==== RECORDS TO USE

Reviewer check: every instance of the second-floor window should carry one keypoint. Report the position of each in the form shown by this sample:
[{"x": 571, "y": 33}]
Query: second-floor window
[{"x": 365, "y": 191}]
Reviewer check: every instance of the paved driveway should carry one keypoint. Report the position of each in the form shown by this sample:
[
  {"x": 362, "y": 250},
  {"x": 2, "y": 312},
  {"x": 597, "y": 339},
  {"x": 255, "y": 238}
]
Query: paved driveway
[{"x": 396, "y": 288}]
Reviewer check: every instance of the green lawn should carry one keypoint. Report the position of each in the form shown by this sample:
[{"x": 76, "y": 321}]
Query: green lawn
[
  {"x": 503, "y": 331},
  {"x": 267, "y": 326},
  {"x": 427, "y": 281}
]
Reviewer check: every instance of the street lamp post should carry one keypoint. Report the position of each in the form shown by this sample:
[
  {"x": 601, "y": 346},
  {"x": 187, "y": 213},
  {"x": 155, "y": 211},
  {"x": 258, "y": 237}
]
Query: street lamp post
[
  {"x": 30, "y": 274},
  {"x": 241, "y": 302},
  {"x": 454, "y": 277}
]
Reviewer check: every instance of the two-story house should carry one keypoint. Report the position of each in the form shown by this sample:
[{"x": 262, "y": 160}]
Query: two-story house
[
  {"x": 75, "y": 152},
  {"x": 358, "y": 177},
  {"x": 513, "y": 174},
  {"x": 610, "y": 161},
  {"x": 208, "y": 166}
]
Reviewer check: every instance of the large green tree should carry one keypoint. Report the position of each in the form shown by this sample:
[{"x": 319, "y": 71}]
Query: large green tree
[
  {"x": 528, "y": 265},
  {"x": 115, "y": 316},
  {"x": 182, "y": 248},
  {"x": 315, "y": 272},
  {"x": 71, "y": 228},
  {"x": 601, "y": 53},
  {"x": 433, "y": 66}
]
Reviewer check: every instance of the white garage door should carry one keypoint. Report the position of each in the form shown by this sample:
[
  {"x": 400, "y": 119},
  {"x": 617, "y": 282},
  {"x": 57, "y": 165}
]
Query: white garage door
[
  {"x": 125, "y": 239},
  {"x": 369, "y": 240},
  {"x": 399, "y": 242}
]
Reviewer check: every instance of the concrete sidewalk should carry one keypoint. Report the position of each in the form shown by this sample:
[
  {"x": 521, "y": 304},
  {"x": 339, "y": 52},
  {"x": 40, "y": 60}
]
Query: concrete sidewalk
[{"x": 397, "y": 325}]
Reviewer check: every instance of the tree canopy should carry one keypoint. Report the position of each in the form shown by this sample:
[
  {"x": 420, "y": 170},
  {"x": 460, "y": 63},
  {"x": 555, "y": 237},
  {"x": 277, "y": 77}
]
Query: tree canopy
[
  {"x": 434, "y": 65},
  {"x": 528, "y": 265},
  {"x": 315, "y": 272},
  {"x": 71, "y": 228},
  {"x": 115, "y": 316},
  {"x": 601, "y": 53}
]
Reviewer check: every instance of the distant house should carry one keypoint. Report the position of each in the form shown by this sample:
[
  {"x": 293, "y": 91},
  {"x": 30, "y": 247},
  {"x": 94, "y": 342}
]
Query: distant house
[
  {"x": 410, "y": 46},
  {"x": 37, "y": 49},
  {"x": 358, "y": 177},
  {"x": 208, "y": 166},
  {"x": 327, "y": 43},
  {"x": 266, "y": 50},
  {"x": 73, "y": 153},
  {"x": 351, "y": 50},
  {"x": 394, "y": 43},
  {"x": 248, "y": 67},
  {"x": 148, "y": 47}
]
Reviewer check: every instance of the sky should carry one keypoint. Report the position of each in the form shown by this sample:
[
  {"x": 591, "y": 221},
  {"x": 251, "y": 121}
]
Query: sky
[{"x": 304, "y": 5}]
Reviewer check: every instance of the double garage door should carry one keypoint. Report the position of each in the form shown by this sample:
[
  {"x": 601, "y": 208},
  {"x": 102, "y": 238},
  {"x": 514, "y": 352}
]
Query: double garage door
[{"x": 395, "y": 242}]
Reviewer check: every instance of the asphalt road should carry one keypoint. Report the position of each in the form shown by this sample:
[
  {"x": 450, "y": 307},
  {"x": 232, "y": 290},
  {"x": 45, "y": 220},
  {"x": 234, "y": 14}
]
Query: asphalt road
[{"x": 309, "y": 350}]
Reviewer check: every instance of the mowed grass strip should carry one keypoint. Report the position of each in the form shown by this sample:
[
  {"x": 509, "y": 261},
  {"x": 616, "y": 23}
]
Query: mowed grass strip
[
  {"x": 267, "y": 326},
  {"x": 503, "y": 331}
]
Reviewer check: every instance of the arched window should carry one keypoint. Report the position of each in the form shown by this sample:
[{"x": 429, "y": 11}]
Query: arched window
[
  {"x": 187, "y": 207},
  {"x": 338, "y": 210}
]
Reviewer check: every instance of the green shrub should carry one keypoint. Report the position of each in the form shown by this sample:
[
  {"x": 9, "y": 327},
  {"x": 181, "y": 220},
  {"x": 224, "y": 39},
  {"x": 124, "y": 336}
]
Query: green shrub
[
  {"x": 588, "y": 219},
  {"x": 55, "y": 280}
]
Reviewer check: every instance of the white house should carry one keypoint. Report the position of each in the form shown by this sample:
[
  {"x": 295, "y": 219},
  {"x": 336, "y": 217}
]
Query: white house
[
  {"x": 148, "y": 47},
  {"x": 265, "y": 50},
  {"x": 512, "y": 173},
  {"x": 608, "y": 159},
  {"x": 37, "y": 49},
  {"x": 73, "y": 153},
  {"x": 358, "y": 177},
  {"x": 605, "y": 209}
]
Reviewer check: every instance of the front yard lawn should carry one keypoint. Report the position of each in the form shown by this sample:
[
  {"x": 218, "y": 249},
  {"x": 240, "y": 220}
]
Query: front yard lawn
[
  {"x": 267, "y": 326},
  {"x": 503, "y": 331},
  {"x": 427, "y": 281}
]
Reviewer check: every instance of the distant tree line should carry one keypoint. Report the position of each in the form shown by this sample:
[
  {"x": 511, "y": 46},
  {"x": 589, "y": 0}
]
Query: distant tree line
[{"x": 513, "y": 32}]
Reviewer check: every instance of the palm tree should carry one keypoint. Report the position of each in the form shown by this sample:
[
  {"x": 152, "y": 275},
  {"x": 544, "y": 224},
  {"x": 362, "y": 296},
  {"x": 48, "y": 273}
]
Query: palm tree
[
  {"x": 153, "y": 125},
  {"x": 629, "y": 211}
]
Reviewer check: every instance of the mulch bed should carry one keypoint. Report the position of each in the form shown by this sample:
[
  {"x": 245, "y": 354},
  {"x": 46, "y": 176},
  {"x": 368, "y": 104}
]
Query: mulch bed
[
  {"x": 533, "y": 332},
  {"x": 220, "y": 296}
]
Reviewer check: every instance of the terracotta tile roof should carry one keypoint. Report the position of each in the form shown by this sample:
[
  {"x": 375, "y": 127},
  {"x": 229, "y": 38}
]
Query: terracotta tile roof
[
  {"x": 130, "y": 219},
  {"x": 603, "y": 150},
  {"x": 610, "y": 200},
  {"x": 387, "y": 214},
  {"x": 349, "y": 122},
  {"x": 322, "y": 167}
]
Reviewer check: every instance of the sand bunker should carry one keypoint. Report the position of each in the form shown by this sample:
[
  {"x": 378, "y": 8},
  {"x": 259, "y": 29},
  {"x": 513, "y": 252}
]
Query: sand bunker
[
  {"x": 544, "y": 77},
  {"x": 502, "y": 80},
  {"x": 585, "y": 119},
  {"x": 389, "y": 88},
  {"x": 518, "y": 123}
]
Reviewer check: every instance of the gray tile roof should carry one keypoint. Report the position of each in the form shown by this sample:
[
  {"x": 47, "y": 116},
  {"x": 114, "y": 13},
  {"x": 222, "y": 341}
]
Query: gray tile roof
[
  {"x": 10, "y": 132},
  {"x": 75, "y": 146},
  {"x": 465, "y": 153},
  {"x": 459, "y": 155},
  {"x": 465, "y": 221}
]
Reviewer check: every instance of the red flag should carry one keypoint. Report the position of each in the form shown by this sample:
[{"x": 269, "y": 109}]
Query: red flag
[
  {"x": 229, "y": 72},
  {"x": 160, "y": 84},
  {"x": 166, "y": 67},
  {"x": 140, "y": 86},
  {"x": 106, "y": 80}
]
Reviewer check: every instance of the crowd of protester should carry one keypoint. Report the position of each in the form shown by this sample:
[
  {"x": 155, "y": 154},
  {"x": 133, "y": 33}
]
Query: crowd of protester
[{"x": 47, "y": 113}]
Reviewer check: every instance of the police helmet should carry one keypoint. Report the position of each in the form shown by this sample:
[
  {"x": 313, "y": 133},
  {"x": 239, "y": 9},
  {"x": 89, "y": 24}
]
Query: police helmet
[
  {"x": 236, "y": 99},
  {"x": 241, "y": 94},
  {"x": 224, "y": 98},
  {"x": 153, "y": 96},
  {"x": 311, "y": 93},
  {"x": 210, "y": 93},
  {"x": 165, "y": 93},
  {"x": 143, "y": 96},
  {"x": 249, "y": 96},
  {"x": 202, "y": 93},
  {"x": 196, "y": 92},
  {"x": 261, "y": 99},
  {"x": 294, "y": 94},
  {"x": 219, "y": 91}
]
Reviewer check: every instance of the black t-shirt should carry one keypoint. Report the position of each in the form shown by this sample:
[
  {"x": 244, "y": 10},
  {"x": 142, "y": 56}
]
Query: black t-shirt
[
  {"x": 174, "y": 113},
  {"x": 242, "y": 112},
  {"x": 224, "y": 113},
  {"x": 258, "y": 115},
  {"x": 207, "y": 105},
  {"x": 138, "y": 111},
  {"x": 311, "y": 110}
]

========

• _TASK TO COMPLETE_: I'd like the lines above from the one with "Query: second-floor window" up to and including the one with "Reviewer check: every instance of the green lawn" copied exactly, with no other lines.

• _OUTPUT FOR THIS EXERCISE_:
Query: second-floor window
[{"x": 365, "y": 191}]
Reviewer check: every instance of the paved driveway should carry one keypoint. Report the position of each in the form shown by this sample:
[
  {"x": 362, "y": 250},
  {"x": 2, "y": 312},
  {"x": 597, "y": 339},
  {"x": 255, "y": 238}
]
Query: paved driveway
[{"x": 396, "y": 288}]
Reviewer check: every instance of the green lawn should carry one keypoint. Report the position of each in the form shown by this sample:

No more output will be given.